[Page extract]
------------------------------------

Picking up your child’s birthday cake….It might not seem significant, but it is, especially if you’ve walked the infertility path and longed to have a child.
These seemingly small events are not small by any means. They are EVERYTHING.
It struck me this past weekend as I walked into the cake store. I thought to myself,
“This is what I dreamed about.”
I dreamed of these days…. planning my child’s birthday party, gathering with friends and family, celebrating our little one growing. These days are here and I’ve been overcome with tears at times that my dreams have become my reality.
If you’re in the throes of IVF or on the TTC (trying to conceive) path you get this… it’s all these little things that we can’t wait to experience. It’s difficult to express that it’s the mundane tasks that many wouldn’t thing much of that we desire. When you’ve wanted a child so badly you just appreciate everything that much more.
The moment I got a glimpse of my daughter’s Elmo cake I melted inside thinking how much joy she would feel seeing it. It’s only been in the last month or so she has shown quite the affection for this lovable Sesame Street character. We’ve developed a cute game where she yells in excitement, “Elmos’ diaper!” when one of her favorites gets chosen from the stash. Lucky for her, her mama can also do an Elmo voice impression which makes her smile ear to ear.

------------------------------------

[Task brief]
Resume the piece about picking up a daughter's birthday cake after the struggle with infertility, starting right after its last sentence.

------------------------------------

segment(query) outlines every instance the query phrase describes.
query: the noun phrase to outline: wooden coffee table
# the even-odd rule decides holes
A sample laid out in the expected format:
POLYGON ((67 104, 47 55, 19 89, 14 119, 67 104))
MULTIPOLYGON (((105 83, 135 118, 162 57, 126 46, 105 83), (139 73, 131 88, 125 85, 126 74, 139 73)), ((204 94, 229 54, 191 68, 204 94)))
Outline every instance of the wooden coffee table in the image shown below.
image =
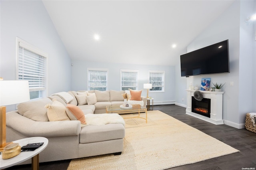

------------------------------------

[Answer to this problem]
The little things. This was the first birthday where I created little personalized party favor bags for the 8 kids in attendance. Oh, the joy! As an Occupational Therapist I had fun selecting the items. (You bet I threw in some fine motor tools)! Living in the moments that I had always wished for is truly sweet.
IVF sure knocked me around a bit, but it has become one of my superpowers.
If I can get through all of that, while at the same time facing the loss of my mom, I know I can get through most anything.
I believe birthdays are to be celebrated and think a 2 year old’s birthday is a pretty special one. It’s a bit crazy when I think about the statistics of kids who were at the party. Four of the nine kids (including my daughter) were born through reproductive assistance; That’s surprising and yet not so much a surprise in today’s age where 1 in 8 individuals are challenged with infertility. Hopefully this topic is one that keeps getting talked about. Sharing my reflections in the hopes that at least 1 person gets a takeaway from this is my goal.
The little things are the biggest things especially after you’ve gone through hell and back with infertility.
It’s these moments… seeing your daughter running on the playground with her friends, the red cake “Joker” mouths gobbling up some delicious cake, watching kids light up seeing bubbles and stickers, and seeing the pure joy on their faces while running through splash pad fountains…. It’s ALL OF IT.
There’s no greater honor as a mom to get to experience these kinds of moments. May this be a reminder –
Savor the little things. Celebrate milestones. Take lots of pictures.
You only get to turn 2 years old once in your life. Savor these precious times and know that getting to pick up your little one’s cake is the icing on top.